[Start of section]

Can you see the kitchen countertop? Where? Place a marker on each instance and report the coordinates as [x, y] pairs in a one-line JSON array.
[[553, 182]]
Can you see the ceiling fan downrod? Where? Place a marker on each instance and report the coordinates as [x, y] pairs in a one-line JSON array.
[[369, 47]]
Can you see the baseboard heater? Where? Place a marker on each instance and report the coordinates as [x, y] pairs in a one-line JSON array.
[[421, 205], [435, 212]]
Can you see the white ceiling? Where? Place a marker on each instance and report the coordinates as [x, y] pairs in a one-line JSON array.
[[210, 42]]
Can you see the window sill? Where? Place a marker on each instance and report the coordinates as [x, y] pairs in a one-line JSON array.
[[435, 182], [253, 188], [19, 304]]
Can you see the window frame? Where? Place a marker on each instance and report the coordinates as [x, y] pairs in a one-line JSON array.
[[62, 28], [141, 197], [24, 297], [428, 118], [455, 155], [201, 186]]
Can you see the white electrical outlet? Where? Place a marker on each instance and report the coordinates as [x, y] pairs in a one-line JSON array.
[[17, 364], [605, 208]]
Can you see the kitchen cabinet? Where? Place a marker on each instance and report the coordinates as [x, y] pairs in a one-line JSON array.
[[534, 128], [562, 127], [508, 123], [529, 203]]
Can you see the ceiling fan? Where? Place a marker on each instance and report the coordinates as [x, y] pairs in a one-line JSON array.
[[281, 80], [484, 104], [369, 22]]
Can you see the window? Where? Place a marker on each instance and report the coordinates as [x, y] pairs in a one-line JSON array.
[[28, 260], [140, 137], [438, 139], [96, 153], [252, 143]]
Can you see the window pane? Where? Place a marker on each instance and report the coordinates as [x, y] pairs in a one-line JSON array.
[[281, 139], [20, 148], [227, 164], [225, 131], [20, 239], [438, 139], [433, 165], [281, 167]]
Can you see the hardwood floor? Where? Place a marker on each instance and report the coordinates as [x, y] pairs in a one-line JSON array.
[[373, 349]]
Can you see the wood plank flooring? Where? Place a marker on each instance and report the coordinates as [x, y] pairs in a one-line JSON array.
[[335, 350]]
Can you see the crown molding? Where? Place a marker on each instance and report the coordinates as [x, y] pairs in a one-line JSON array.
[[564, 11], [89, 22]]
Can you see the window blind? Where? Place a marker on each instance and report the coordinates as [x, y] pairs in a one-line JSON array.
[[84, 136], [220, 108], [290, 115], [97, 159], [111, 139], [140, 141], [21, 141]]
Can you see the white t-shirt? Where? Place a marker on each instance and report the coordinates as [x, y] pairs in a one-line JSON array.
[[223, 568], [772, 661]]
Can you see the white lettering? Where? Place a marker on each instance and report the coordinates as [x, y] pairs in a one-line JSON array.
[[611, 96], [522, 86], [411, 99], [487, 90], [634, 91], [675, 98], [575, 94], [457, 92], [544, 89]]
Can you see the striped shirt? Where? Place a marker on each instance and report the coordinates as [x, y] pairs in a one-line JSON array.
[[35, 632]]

[End of section]

Activity:
Go through the listing and copy each line exactly.

Answer box:
Can you see the kitchen countertop? Where? Place a marker on each instance and report the coordinates as [x, y] pairs in a one-line JSON array.
[[553, 182]]
Can you see the ceiling fan downrod? Where? Place a marker on each instance and report the coordinates as [x, y] pairs in a one-line JSON array.
[[369, 47]]
Can you see the baseboard heater? Where? Place a marker on each instance and report the coordinates as [x, y] pairs in a one-line JSON array.
[[421, 205], [435, 212]]
Can you see the white ceiling? Where? Place a marker on each instance and report the coordinates as [x, y] pairs in a one-line JSON array.
[[210, 42]]
Can you see the window sill? Where? Place a marker on each instance and report the coordinates as [x, y] pairs in a one-line JSON array.
[[435, 182], [253, 188], [19, 304]]
Can you see the window frame? Where? Place a marker on each instance and report the coordinates as [x, y] pairs in a one-line JSON array.
[[62, 28], [141, 197], [24, 297], [428, 118], [455, 155], [201, 186]]
Can you see the white electrical outlet? Where? Place a marker on each instance and report the coordinates as [x, y] pairs in a one-line JSON array.
[[17, 364], [605, 208]]
Can you see the kitchen cabinet? Where? Place a marker on each instance and report the coordinates as [x, y] pairs in a one-line JSON array.
[[534, 128], [562, 127], [508, 123], [529, 203]]
Can you see the ceiling fan? Where? Place a marker on each instance and report the coordinates as [x, y] pairs in a one-line JSON array.
[[281, 80], [484, 104], [369, 22]]
Can you see the window? Where? Place a marker on each instance and report the coordinates as [x, y] pairs in a one-line JSON array.
[[28, 260], [140, 137], [438, 139], [96, 153], [252, 143]]
Can you see the window pane? Where? Place a marker on each instance and report the coordinates as [x, y] pairs in a one-line JSON array.
[[281, 139], [20, 148], [227, 164], [225, 131], [20, 239], [438, 139], [433, 165], [281, 167]]
Can you see the hardwood floor? Where? Place a marker on each instance and report the coordinates as [x, y] pairs in a one-line JSON array.
[[373, 349]]
Can you see the wood plank flooring? Where? Place a marker on each instance and report the coordinates as [x, y] pairs in a one-line JSON array.
[[335, 350]]
Can you see the crown molding? Where? Place a marker on each instance and report the coordinates as [x, y] pairs in a one-line JSON array.
[[564, 11], [89, 22]]
Can you see the window blind? Where? Place a marker on each instance and report the coordinates as [x, y] pairs in a one-line JSON array.
[[84, 136], [220, 108], [290, 115], [97, 159], [111, 139], [140, 141], [21, 141]]
Can you see the white t-shirt? Where? Place a marker on each instance and report the coordinates as [x, y] pairs in a one-line JSON array.
[[223, 568], [772, 661]]
Can you see the white lettering? Where? Place a marker on each instance and report the coordinates as [x, y] pairs in a one-line JSON array.
[[611, 96], [522, 86], [411, 99], [487, 90], [634, 91], [675, 98], [575, 94], [457, 92], [544, 89]]
Can you see the striped shirt? Where? Place a marker on each instance and report the coordinates as [x, y] pairs in a one-line JSON array.
[[35, 632]]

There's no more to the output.